Copy every line of the data below verbatim, leaving out the pictures.

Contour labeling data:
= = = = =

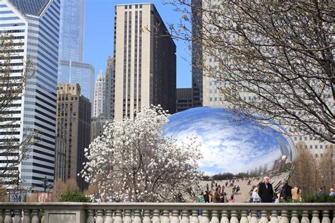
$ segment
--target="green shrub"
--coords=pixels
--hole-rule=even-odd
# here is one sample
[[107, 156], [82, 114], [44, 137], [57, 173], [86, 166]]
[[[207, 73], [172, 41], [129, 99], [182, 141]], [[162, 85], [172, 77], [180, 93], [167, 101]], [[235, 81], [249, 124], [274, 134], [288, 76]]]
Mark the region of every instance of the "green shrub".
[[89, 203], [90, 199], [87, 198], [83, 193], [79, 191], [67, 191], [61, 196], [60, 202], [83, 202]]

= = = = =

(Task result):
$ segment
--target="green shrub"
--coords=pixels
--hole-rule=even-odd
# here is one sample
[[107, 156], [82, 114], [44, 137], [57, 173], [86, 166]]
[[[207, 73], [172, 41], [129, 99], [182, 141]], [[162, 85], [172, 77], [180, 93], [167, 101]], [[235, 81], [249, 124], [274, 134], [288, 76]]]
Mark the region of every instance of the "green shrub".
[[89, 203], [90, 199], [87, 198], [83, 193], [79, 191], [67, 191], [61, 196], [60, 202], [83, 202]]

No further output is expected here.